▶ [Objective 1]:
Read the worked integral and the rows that follow it, then answer these:
(a) Which identity does the worked integral use to rewrite the numerator?
(b) What expression is \(\tan^2 x\) replaced with before integrating?
(c) What final result does the worked integral give?

▶ [Selection]:
>> Begin
`int(sin^(6)x + cos^(6)x)/(sin^(2)xcos^(2)x)dx`

To solve the integral \[ I = \int \frac{\sin^6 x + \cos^6 x}{\sin^2 x \cos^2 x} \, dx, \] we can start by rewriting the numerator using the identity for the sum of cubes: \[ a^3 + b^3 = (a + b)(a^2 - ab + b^2). \] Here, let \( a = \sin^2 x \) and \( b = \cos^2 x \). Thus, we have: \[ \sin^6 x + \cos^6 x = (\sin^2 x + \cos^2 x)(\sin^4 x - \sin^2 x \cos^2 x + \cos^4 x). \] Since \( \sin^2 x + \cos^2 x = 1 \), we can simplify the expression: \[ \sin^6 x + \cos^6 x = \sin^4 x - \sin^2 x \cos^2 x + \cos^4 x. \] Now substituting this back into the integral, we get: \[ I = \int \frac{\sin^4 x - \sin^2 x \cos^2 x + \cos^4 x}{\sin^2 x \cos^2 x} \, dx. \] We can separate this into three integrals: \[ I = \int \frac{\sin^4 x}{\sin^2 x \cos^2 x} \, dx - \int \frac{\sin^2 x \cos^2 x}{\sin^2 x \cos^2 x} \, dx + \int \frac{\cos^4 x}{\sin^2 x \cos^2 x} \, dx. \] This simplifies to: \[ I = \int \frac{\sin^2 x}{\cos^2 x} \, dx - \int 1 \, dx + \int \frac{\cos^2 x}{\sin^2 x} \, dx. \] Now, we can rewrite the integrals: 1. The first integral becomes \(\int \tan^2 x \, dx\). 2. The second integral is simply \(-\int 1 \, dx = -x\). 3. The third integral becomes \(\int \cot^2 x \, dx\). Using the identities: \[ \tan^2 x = \sec^2 x - 1 \quad \text{and} \quad \cot^2 x = \csc^2 x - 1, \] we can integrate each part: 1. \(\int \tan^2 x \, dx = \int (\sec^2 x - 1) \, dx = \tan x - x + C_1\). 2. \(-\int 1 \, dx = -x\). 3. \(\int \cot^2 x \, dx = \int (\csc^2 x - 1) \, dx = -\cot x - x + C_2\). Combining all these results, we have: \[ I = (\tan x - x) - x + (-\cot x - x) + C, \] which simplifies to: \[ I = \tan x - \cot x - 3x + C. \] Thus, the final result of the integral is: \[ \int \frac{\sin^6 x + \cos^6 x}{\sin^2 x \cos^2 x} \, dx = \tan x - \cot x - 3x + C. \]
>> End
▶ [Provided information]:
>> Begin
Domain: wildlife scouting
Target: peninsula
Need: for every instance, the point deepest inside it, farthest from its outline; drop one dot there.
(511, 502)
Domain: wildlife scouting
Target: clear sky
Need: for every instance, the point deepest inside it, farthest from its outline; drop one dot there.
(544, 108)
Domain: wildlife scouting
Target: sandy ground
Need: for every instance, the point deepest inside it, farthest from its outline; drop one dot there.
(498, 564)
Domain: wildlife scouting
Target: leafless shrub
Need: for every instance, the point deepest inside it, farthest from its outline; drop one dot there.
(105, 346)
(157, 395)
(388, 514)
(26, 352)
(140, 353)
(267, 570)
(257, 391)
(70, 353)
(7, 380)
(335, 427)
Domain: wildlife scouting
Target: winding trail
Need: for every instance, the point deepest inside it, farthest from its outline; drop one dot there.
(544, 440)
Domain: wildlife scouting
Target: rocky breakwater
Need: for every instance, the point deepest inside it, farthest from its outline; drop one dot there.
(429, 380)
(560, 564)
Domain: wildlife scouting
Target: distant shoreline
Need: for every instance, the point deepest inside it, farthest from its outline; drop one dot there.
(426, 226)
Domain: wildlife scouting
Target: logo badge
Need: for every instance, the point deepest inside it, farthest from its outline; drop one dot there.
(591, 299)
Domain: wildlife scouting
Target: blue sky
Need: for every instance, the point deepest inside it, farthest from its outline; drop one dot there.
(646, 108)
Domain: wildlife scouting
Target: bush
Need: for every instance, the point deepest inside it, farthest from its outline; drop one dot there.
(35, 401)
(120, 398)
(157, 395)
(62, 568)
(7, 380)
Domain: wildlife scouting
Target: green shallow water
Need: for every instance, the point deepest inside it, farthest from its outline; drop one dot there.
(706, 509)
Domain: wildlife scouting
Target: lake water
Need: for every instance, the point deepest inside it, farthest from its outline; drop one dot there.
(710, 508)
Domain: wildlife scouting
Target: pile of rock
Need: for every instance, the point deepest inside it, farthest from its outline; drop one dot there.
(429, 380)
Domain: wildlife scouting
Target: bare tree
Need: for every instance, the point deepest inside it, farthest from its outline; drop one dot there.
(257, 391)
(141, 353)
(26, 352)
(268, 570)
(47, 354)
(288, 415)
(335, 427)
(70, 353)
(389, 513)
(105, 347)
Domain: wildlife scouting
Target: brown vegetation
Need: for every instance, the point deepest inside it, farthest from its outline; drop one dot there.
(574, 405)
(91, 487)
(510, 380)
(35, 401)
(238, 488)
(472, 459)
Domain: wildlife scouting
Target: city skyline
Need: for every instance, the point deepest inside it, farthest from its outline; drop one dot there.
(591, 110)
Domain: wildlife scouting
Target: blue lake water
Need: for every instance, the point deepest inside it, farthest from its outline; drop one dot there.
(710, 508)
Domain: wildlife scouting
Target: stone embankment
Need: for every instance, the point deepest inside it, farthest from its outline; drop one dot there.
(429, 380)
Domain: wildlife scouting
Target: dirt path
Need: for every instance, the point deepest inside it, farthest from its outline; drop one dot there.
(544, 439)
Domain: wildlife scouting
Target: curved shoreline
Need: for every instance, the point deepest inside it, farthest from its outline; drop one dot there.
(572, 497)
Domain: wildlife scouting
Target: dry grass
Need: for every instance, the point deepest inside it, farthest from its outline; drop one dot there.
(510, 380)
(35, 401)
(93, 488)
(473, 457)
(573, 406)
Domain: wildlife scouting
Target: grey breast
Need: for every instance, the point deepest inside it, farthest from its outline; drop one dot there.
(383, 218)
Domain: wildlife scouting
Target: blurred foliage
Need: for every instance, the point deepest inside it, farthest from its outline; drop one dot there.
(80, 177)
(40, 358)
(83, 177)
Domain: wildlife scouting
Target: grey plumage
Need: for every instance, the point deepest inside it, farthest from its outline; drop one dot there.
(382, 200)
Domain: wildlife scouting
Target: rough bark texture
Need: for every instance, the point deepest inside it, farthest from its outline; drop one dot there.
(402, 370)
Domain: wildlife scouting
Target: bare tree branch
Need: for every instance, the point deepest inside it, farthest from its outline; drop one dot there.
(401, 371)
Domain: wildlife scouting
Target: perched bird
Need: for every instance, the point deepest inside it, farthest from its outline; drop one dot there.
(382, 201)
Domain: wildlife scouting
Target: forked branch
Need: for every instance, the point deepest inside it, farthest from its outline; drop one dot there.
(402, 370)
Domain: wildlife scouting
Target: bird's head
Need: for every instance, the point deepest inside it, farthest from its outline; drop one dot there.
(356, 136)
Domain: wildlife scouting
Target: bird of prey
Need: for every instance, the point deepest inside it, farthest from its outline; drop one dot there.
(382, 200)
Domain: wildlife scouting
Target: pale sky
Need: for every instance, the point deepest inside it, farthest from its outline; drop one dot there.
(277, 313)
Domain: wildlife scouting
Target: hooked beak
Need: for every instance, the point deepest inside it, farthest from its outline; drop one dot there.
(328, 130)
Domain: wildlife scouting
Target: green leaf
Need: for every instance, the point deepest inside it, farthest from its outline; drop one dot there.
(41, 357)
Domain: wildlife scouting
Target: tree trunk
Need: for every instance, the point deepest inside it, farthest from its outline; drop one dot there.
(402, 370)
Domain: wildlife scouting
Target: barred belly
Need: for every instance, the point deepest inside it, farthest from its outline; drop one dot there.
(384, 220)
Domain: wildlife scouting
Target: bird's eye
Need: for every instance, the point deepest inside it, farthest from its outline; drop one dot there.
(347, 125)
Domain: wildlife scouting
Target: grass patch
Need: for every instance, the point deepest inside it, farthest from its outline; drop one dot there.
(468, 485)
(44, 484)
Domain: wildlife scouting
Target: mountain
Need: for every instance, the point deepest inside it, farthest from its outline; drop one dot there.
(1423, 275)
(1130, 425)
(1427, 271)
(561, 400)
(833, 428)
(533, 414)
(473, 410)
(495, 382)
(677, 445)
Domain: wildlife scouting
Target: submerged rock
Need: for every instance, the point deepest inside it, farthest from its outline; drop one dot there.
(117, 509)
>> End
▶ [Objective 2]: Filter the rows above, keeping every line that contains the string "bare". Case counts.

▶ [Worked answer 1]:
(a) The sum of cubes identity: \(a^3 + b^3 = (a + b)(a^2 - ab + b^2)\), with \(a = \sin^2 x\) and \(b = \cos^2 x\).
(b) \(\sec^2 x - 1\).
(c) \(\tan x - \cot x - 3x + C\).

▶ [Worked answer 2]:
Target: bare tree
Target: bare tree branch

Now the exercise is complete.